__Your objective__
Retype the lines below without any changes, beginning at the line that contains "[segment] white baseboard" and stopping after the line that contains "[[[341,343],[253,343],[255,358],[342,357]]]".

__Material shown__
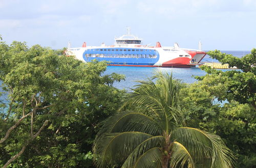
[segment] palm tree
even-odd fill
[[[141,81],[121,108],[132,110],[121,111],[103,123],[94,144],[96,165],[232,167],[233,155],[220,136],[184,126],[180,108],[184,87],[172,75],[160,72]]]

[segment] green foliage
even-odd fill
[[[107,63],[84,63],[60,50],[0,44],[0,79],[8,93],[0,118],[0,166],[90,167],[99,123],[118,108],[123,76],[102,75]]]
[[[230,167],[232,153],[218,135],[184,127],[185,85],[159,73],[141,81],[121,111],[103,123],[93,151],[99,167]],[[117,157],[118,156],[118,157]]]
[[[238,158],[236,167],[256,165],[255,51],[239,59],[219,51],[208,54],[241,70],[222,71],[203,67],[207,74],[186,89],[183,104],[188,126],[216,133]],[[225,101],[218,104],[217,100]]]
[[[223,72],[202,66],[207,74],[197,77],[203,82],[207,89],[219,100],[230,101],[235,100],[241,103],[251,104],[256,109],[256,49],[242,58],[221,53],[220,51],[209,51],[207,53],[223,64],[236,66],[242,71],[231,70]]]

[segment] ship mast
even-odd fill
[[[201,51],[202,48],[202,43],[201,42],[201,40],[199,40],[199,43],[198,44],[198,50]]]

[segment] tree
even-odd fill
[[[98,124],[121,99],[112,85],[123,77],[102,75],[105,62],[85,64],[38,45],[0,44],[9,99],[2,106],[0,166],[90,166]]]
[[[184,85],[159,73],[130,93],[121,111],[103,123],[93,151],[99,167],[230,167],[232,153],[218,135],[184,126]]]
[[[256,48],[242,58],[218,50],[210,51],[207,54],[222,64],[227,63],[229,67],[236,66],[241,71],[223,72],[202,66],[201,69],[208,74],[197,78],[201,80],[207,78],[204,82],[219,100],[235,100],[241,103],[249,103],[256,109]]]
[[[182,104],[187,125],[221,136],[237,157],[237,167],[256,166],[255,51],[242,58],[209,51],[212,58],[240,70],[202,67],[208,74],[186,89]]]

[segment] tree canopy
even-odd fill
[[[184,126],[184,84],[158,74],[129,94],[95,141],[99,167],[231,167],[233,155],[218,135]],[[122,108],[121,108],[122,109]]]
[[[221,136],[236,154],[237,167],[256,166],[255,51],[242,58],[209,51],[220,62],[241,69],[202,67],[208,73],[186,88],[187,98],[182,104],[187,125]]]
[[[241,103],[249,103],[256,109],[256,49],[242,58],[221,53],[220,51],[210,51],[207,54],[222,64],[237,67],[241,70],[221,70],[202,66],[207,74],[197,77],[207,86],[208,90],[219,100],[234,100]]]
[[[123,76],[102,75],[105,62],[86,64],[38,45],[1,43],[7,100],[1,106],[0,166],[90,166],[98,123],[121,97],[112,85]]]

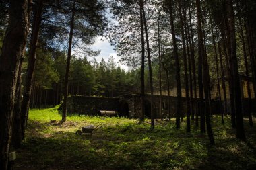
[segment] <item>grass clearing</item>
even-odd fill
[[[26,137],[17,151],[15,169],[255,169],[256,128],[245,122],[247,142],[236,138],[230,118],[212,121],[216,146],[207,134],[185,122],[176,130],[174,120],[157,121],[122,118],[68,116],[59,125],[57,108],[32,110]],[[82,126],[100,126],[92,136],[75,135]]]

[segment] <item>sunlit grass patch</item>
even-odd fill
[[[216,145],[209,145],[207,134],[191,122],[180,130],[175,120],[150,120],[99,116],[67,116],[59,124],[57,108],[32,110],[26,137],[18,152],[18,165],[44,169],[245,169],[255,167],[255,128],[245,122],[248,140],[236,138],[235,130],[225,117],[214,116],[212,124]],[[56,120],[56,122],[51,122]],[[99,128],[92,136],[75,135],[82,126]],[[251,145],[250,145],[251,144]]]

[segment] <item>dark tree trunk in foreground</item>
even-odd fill
[[[190,36],[191,37],[190,44],[191,44],[191,65],[192,65],[192,71],[193,71],[193,88],[194,88],[194,108],[195,108],[195,126],[199,126],[198,122],[198,107],[197,107],[197,76],[195,71],[195,46],[194,46],[194,34],[192,29],[192,17],[191,7],[189,7],[189,30],[190,30]],[[192,115],[191,120],[193,120],[194,118]]]
[[[22,63],[24,56],[20,58],[20,63]],[[13,123],[11,136],[11,146],[15,148],[19,148],[22,144],[22,127],[20,120],[21,103],[22,103],[22,67],[19,66],[18,73],[18,80],[16,85],[16,94],[15,97],[14,110],[13,110]]]
[[[167,88],[168,88],[168,114],[169,117],[169,120],[170,120],[170,81],[169,81],[169,73],[168,71],[167,68],[165,67],[164,63],[163,60],[162,60],[162,67],[164,70],[165,71],[166,75],[166,79],[167,79]]]
[[[143,0],[139,0],[139,16],[140,16],[140,26],[141,31],[141,121],[144,121],[145,118],[145,40],[144,40],[144,26],[143,21]]]
[[[243,46],[243,58],[245,61],[245,75],[247,79],[247,93],[248,93],[248,104],[249,104],[249,108],[248,108],[248,118],[249,118],[249,123],[251,126],[253,126],[253,118],[251,116],[251,87],[250,87],[250,81],[249,81],[249,69],[248,69],[248,62],[247,62],[247,54],[245,48],[245,36],[243,32],[243,27],[242,27],[242,23],[241,23],[241,18],[239,15],[238,16],[238,21],[239,21],[239,26],[240,26],[240,34],[241,36],[241,41],[242,41],[242,46]]]
[[[184,35],[184,23],[183,17],[181,12],[181,0],[178,0],[179,15],[181,21],[181,40],[183,47],[183,56],[184,63],[184,73],[185,73],[185,98],[186,98],[186,115],[187,115],[187,132],[190,132],[190,108],[189,108],[189,78],[187,75],[187,62],[186,54],[186,45]]]
[[[65,75],[65,87],[64,87],[64,99],[63,103],[63,110],[62,110],[62,119],[61,122],[65,122],[67,120],[67,95],[69,93],[69,67],[70,61],[71,58],[71,50],[72,50],[72,41],[73,41],[73,31],[74,26],[74,19],[75,19],[75,1],[73,3],[72,9],[72,16],[71,20],[70,21],[70,32],[69,32],[69,48],[67,50],[67,67],[66,67],[66,73]]]
[[[151,66],[151,57],[150,57],[150,42],[148,40],[148,28],[147,28],[147,22],[146,20],[145,11],[144,11],[144,4],[142,3],[142,13],[143,13],[143,19],[144,22],[145,26],[145,35],[146,35],[146,42],[147,44],[147,52],[148,52],[148,71],[150,73],[150,108],[151,108],[151,128],[155,128],[155,122],[154,122],[154,113],[153,108],[153,75],[152,75],[152,70]]]
[[[225,83],[225,75],[224,75],[224,66],[223,66],[223,62],[222,62],[222,47],[221,44],[219,40],[219,36],[217,33],[217,44],[218,44],[218,50],[219,53],[219,60],[220,60],[220,71],[222,73],[222,90],[223,90],[223,95],[224,95],[224,113],[226,114],[228,113],[228,108],[227,108],[227,101],[226,101],[226,83]]]
[[[238,73],[238,67],[236,56],[236,42],[235,32],[234,15],[233,3],[232,0],[227,1],[227,11],[228,17],[228,27],[230,29],[230,60],[232,65],[232,76],[234,81],[234,99],[235,103],[235,114],[236,120],[236,138],[241,140],[245,140],[245,134],[242,113],[242,101],[241,96],[240,80]]]
[[[177,40],[175,36],[175,30],[174,24],[173,21],[173,14],[172,14],[172,1],[170,1],[169,4],[169,13],[170,19],[170,27],[171,33],[172,36],[172,44],[173,44],[173,55],[175,58],[175,65],[176,65],[176,85],[177,91],[177,103],[176,108],[176,128],[179,129],[181,126],[180,118],[181,118],[181,75],[180,75],[180,65],[179,61],[178,56],[178,47],[177,44]]]
[[[204,112],[206,118],[206,126],[207,126],[207,132],[208,134],[209,141],[210,144],[212,145],[214,145],[214,135],[212,133],[212,126],[211,126],[211,122],[210,120],[210,109],[211,109],[211,101],[210,101],[210,77],[209,77],[209,65],[207,60],[206,54],[205,54],[205,50],[204,50],[204,46],[203,46],[203,32],[201,30],[201,5],[200,5],[200,1],[197,0],[197,19],[198,19],[198,44],[199,44],[199,49],[201,48],[201,57],[202,59],[202,64],[203,64],[203,91],[205,94],[205,104],[204,104]],[[200,45],[200,46],[199,46]],[[204,118],[204,114],[201,114],[201,116],[203,116]],[[203,119],[201,119],[201,120]],[[201,123],[201,126],[203,126],[205,127],[204,124],[204,120],[203,120],[203,124]],[[203,129],[201,128],[201,130],[203,132]]]
[[[33,24],[32,28],[32,36],[30,40],[30,48],[28,54],[28,70],[25,80],[24,90],[23,92],[23,99],[21,108],[21,128],[22,138],[24,138],[26,122],[28,116],[28,109],[30,105],[31,89],[32,87],[34,71],[36,65],[36,54],[37,48],[37,41],[38,39],[40,25],[42,20],[43,0],[38,0],[34,13]]]
[[[203,108],[203,57],[204,54],[203,30],[201,26],[201,10],[200,0],[196,1],[197,13],[198,30],[198,86],[199,90],[199,112],[200,112],[200,130],[205,132],[205,118]],[[206,97],[205,97],[206,99]]]
[[[10,1],[0,56],[0,169],[7,169],[18,71],[29,29],[32,1]],[[15,41],[15,43],[13,43]]]
[[[161,120],[163,120],[162,118],[162,73],[161,73],[161,50],[160,50],[160,26],[159,26],[159,15],[160,15],[160,11],[158,6],[158,59],[159,59],[159,86],[160,86],[160,118]]]
[[[215,62],[216,65],[217,90],[218,90],[218,100],[220,101],[220,114],[222,116],[222,124],[224,124],[224,114],[223,114],[223,109],[222,109],[222,95],[220,93],[220,80],[219,80],[219,65],[218,62],[217,48],[216,48],[216,43],[215,42],[215,37],[214,37],[214,28],[213,28],[213,26],[212,26],[212,19],[210,19],[210,24],[211,24],[211,30],[212,30],[212,43],[214,44],[214,49]]]

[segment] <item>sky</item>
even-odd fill
[[[120,57],[117,56],[117,52],[114,50],[114,47],[108,42],[104,37],[97,37],[94,44],[91,47],[93,50],[99,50],[100,53],[98,56],[95,57],[97,62],[100,62],[103,59],[107,62],[108,58],[113,56],[114,61],[117,63],[117,66],[119,65],[121,68],[123,68],[125,71],[129,70],[129,67],[125,65],[120,62]],[[92,60],[94,60],[92,58]],[[90,60],[90,59],[88,60]]]

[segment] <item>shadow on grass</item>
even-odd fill
[[[75,135],[79,127],[72,126],[72,123],[67,123],[65,128],[69,130],[65,130],[61,125],[30,121],[16,167],[250,169],[255,163],[250,147],[236,140],[234,130],[228,126],[215,129],[216,146],[209,146],[207,136],[198,130],[185,133],[185,124],[179,130],[174,122],[157,125],[154,130],[148,124],[102,125],[88,136]]]

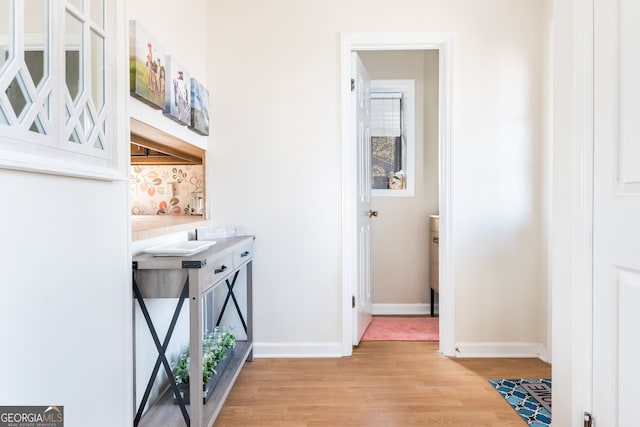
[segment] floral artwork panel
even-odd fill
[[[154,108],[164,108],[164,48],[134,20],[129,21],[129,78],[131,96]]]
[[[202,165],[131,166],[131,214],[189,215],[191,193],[203,186]]]
[[[182,125],[191,120],[191,78],[170,55],[166,56],[164,114]]]
[[[209,135],[209,91],[199,81],[191,79],[191,124],[200,135]]]

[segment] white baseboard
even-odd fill
[[[456,357],[535,357],[547,360],[547,348],[539,343],[458,343]]]
[[[434,307],[434,313],[438,313],[438,304]],[[373,304],[372,313],[374,315],[425,315],[431,314],[431,305],[429,304]]]
[[[341,343],[253,343],[255,358],[342,357]]]

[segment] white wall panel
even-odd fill
[[[640,2],[620,0],[620,171],[622,193],[640,195]]]

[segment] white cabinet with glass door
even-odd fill
[[[121,178],[118,4],[0,0],[0,167]]]

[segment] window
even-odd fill
[[[415,82],[371,81],[371,188],[373,196],[413,196]]]

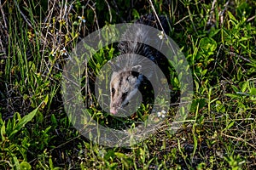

__Solution to this problem__
[segment] white baseboard
even-odd fill
[[[456,357],[535,357],[547,360],[547,348],[539,343],[458,343]]]
[[[434,307],[434,313],[438,313],[438,304]],[[373,304],[372,313],[374,315],[425,315],[431,314],[431,305],[429,304]]]
[[[341,343],[253,343],[255,358],[342,357]]]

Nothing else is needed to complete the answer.